▸ **Directive 1**
Copy the set theory thread word for word from "It does not" to "not members of themselves.".
▸ **Directive 2**
Continue the forum thread about sets that are members of themselves, picking up after its final sentence.

▸ **Quoted passage**
Do you mean x = {x y z}?
— Philosopher19

Here, when we say x is a set of three sets that are members of themselves, we get a contradiction (it amounts to saying one set can be a member of itself twice — Philosopher19

I have said:

(1) "member of itself twice" has no apparent set theoretic meaning. Of if you think it does, then you should define it set theoretically.

(2) A contradiction is a statement and its negation. You have not shown that x = {x y z} implies a contradiction.

nobody seemed to have recognised the impossibility of a set of all sets that are members of themselves. — Philosopher19

I have said, it's not impossible. It is correct that there is the set of all sets that are members of themselves. It is the empty set.

You just keep repeating yourself without coming to grips with the key points that refute you.

You just keep repeating yourself without coming to grips with the key points that refute you. — TonesInDeepFreeze

I believe I've understood your point, but I don't think you have understood mine. So from my point of view, this is what you are doing.

You have not shown that x = {x y z} implies a contradiction. — TonesInDeepFreeze

I have shown that x = {x y z} results in a contradiction when we say:

1) x is not a member of itself (because x is in x along with y and z. Thus, x is a member of itself whilst y and z are not members of themselves).

2) x is a member of itself as well as y and z (because x is in x along with y and z. Thus x = {x y z} has to be interpreted as either meaning x is a member of itself twice with y and z being members of themselves once, or x is a member of itself, with y and z not being members of themselves).

Do you see that if I wrote p = {x y z}, then it is not contradictory for me to say x is a member of itself as well as y and z?

It does not have such a subset as evidenced by such a subset being clearly contradictory. — Philosopher19

Look at the word "IF" [emphasis added] I wrote.

IF there is a set of all sets, then it has a subset that is the set of all sets that are not members of themselves.

So, indeed, since there is no set of all sets that are not members of themselves, there is no set of all sets.

▸ **Excerpted records**

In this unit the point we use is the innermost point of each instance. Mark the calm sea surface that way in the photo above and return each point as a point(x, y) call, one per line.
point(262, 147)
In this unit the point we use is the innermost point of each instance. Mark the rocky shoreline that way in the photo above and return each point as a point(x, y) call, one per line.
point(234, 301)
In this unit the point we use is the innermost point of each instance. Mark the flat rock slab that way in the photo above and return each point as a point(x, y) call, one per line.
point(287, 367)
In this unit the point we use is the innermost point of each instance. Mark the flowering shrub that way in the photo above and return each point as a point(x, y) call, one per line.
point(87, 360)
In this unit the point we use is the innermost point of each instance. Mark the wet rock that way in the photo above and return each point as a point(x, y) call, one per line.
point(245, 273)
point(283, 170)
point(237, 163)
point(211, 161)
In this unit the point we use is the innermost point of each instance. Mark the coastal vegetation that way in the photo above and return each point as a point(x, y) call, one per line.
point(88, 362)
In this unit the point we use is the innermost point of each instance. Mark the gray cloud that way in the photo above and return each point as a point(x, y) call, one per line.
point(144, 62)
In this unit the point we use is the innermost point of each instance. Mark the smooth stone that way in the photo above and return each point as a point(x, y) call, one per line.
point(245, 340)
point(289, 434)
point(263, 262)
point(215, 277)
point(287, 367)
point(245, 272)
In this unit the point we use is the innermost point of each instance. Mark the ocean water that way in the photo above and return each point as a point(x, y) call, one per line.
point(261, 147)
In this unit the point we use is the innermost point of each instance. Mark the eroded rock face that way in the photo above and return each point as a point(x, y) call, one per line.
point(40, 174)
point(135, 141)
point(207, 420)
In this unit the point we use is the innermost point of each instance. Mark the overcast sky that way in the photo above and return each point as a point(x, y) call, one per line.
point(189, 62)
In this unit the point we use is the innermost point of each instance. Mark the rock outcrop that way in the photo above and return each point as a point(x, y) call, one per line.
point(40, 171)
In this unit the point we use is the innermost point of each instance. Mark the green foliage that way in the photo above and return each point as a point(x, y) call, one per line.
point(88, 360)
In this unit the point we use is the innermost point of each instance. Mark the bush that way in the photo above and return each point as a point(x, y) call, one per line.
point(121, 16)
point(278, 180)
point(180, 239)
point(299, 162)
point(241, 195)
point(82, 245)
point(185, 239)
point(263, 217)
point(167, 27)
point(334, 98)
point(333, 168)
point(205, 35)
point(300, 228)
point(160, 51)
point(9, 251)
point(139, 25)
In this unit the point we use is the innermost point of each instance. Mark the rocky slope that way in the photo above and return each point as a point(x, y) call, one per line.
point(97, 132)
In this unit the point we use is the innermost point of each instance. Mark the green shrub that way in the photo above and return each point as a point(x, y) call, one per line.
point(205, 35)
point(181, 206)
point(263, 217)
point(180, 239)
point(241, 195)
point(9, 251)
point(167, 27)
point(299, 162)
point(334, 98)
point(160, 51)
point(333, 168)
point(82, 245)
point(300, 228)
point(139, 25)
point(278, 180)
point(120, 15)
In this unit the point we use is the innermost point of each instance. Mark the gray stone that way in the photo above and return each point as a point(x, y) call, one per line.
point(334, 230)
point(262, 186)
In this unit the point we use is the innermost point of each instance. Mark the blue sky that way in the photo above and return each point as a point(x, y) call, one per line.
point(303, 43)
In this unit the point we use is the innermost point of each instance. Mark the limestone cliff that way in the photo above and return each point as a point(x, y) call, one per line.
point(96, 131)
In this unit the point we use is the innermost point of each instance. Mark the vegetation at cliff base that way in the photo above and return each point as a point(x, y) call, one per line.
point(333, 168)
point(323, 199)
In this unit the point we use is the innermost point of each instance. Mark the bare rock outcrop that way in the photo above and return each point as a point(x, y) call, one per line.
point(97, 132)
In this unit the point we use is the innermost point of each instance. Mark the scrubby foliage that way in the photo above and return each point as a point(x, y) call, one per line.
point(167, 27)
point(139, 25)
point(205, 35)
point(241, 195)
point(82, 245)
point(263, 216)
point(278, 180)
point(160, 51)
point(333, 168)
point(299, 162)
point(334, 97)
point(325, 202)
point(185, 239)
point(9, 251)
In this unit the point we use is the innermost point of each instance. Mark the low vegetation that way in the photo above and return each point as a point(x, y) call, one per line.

▸ **Task output 1**
It does not have such a subset as evidenced by such a subset being clearly contradictory. — Philosopher19

Look at the word "IF" [emphasis added] I wrote.

IF there is a set of all sets, then it has a subset that is the set of all sets that are not members of themselves.

▸ **Task output 2**
How do you possibly allow yourself to reject the set of all sets? — Philosopher19

By deriving a contradiction from the assumption that there does exist a set of all sets. I made that clear.

a contradiction is clear in the following:

1) A set that contains all sets that are not members of themselves that is itself not a member of itself.

2) No set can logically encompass all sets. — Philosopher19

Yes {1) 2)} is an inconsistent set of statements, since {1)} itself is an inconsistent set. It is inconsistent since "There is a set that has as members all sets that are not members of themselves" implies a contradiction, so, a fortiori, "There is a set that has as members all sets that are not members of themselves and that set is not a member of itself" implies a contradiction.

I don't think you read my post with enough attention to detail — Philosopher19

I read it in such detail that I pointed out exactly its fatal errors.

your belief system is contradictory precisely because it sees 2 as being rational/consistent, whereas 2 is clearly contradictory. — Philosopher19

We prove from the axioms that there is no set that has all sets as members. If you want to have a set that has all sets as members, then state your axioms and prove from those axioms that there is a set that has all sets as members..

I've understood your points — Philosopher19

No, you skipped my points.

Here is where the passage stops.